___ Data shown

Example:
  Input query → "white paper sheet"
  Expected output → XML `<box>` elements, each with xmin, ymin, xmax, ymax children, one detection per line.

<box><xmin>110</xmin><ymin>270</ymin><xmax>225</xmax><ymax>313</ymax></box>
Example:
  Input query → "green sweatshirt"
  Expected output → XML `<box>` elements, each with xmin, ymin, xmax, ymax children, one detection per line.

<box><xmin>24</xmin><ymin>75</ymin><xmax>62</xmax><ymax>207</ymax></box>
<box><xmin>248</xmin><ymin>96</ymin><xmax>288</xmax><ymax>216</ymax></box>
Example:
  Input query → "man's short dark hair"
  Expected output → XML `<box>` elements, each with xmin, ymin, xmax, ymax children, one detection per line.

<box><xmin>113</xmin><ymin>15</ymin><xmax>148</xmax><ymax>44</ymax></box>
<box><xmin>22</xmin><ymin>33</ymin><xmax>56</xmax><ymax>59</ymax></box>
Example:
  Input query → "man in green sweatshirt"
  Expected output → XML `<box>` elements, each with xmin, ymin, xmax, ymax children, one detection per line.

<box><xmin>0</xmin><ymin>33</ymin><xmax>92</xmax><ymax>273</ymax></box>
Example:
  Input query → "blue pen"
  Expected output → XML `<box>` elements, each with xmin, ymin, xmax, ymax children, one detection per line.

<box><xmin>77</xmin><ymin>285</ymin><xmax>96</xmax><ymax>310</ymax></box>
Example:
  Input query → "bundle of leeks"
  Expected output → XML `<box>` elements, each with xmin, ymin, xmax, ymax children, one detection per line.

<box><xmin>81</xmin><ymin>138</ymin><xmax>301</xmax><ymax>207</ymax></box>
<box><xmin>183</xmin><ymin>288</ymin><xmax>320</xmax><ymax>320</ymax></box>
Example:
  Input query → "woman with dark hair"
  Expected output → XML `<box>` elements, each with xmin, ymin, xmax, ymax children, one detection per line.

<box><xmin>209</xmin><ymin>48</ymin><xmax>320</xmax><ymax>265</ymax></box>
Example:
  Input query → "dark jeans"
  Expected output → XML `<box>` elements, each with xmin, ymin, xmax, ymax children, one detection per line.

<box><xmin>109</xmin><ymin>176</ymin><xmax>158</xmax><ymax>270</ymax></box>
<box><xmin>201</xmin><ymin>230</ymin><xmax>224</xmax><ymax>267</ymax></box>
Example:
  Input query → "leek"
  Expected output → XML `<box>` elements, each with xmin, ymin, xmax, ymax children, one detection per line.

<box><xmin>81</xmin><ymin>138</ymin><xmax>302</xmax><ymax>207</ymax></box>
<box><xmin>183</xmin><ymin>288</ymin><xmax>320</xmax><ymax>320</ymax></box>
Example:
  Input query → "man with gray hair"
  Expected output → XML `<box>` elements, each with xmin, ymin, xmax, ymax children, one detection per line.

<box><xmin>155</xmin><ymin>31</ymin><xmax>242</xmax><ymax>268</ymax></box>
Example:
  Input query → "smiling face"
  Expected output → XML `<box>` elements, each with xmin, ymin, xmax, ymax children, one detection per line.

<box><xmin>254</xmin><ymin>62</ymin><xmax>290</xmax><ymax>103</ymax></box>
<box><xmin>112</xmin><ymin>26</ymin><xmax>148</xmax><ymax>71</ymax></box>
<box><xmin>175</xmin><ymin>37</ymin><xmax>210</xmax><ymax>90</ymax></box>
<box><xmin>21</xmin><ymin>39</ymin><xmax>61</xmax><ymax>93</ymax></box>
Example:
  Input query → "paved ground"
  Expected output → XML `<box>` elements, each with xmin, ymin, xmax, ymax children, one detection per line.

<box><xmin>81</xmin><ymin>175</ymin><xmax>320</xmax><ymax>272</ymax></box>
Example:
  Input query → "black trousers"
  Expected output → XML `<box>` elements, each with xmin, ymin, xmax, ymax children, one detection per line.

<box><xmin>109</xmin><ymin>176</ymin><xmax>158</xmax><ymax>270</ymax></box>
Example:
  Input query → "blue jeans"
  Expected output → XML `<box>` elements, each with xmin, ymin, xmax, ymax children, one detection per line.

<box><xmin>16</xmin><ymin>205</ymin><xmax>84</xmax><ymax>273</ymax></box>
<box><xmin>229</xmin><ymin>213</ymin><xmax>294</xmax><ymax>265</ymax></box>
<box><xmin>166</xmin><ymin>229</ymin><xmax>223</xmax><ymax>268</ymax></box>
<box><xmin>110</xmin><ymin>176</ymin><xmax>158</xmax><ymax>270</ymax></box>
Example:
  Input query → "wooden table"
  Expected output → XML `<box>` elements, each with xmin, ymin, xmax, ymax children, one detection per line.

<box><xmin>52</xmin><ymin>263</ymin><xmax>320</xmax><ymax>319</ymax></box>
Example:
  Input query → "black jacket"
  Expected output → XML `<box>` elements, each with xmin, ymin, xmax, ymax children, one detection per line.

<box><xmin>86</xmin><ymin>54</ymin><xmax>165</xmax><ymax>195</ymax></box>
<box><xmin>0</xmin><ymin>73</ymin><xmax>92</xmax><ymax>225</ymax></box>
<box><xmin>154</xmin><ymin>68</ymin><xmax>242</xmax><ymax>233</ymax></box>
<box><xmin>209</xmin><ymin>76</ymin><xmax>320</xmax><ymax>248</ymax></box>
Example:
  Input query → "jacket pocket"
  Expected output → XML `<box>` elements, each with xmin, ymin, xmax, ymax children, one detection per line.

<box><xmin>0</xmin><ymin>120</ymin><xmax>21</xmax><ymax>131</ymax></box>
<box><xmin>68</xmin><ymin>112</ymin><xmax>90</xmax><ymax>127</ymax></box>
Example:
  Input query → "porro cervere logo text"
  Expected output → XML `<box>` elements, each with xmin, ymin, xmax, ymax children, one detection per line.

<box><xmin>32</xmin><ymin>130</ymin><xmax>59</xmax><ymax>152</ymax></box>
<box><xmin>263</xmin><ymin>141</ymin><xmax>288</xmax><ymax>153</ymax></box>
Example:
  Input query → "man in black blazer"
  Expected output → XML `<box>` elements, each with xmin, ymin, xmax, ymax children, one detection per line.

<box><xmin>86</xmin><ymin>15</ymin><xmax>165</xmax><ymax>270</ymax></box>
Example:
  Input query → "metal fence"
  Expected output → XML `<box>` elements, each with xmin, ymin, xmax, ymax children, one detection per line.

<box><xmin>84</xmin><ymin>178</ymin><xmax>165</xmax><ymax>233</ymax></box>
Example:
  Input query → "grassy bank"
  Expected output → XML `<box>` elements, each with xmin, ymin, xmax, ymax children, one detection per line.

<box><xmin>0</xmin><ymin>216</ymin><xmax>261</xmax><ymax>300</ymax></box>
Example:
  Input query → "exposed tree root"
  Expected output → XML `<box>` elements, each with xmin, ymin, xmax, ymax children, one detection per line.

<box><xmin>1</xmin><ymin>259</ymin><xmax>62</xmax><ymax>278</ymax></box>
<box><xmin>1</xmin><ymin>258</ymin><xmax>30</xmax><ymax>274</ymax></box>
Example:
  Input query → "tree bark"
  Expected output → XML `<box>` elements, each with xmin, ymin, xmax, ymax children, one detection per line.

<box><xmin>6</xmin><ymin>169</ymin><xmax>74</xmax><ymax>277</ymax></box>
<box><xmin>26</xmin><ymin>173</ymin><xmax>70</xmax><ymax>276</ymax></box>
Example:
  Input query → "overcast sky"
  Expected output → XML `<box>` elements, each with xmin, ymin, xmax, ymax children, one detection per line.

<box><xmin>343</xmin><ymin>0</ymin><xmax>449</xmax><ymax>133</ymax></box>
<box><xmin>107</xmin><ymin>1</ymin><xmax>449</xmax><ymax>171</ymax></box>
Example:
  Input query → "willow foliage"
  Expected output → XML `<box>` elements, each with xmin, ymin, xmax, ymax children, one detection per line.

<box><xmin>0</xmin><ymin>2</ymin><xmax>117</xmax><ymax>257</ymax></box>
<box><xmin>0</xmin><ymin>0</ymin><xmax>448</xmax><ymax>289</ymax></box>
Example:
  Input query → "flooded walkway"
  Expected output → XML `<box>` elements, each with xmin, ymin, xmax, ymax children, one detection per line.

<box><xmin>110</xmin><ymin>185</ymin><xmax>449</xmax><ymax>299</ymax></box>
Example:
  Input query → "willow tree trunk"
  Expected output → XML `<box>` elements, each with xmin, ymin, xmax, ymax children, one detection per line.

______

- **Brief**
Lines above that include the string "sweatshirt" need to be copied.

- **Exercise output**
  Input query → "green sweatshirt"
  Input query → "man in green sweatshirt"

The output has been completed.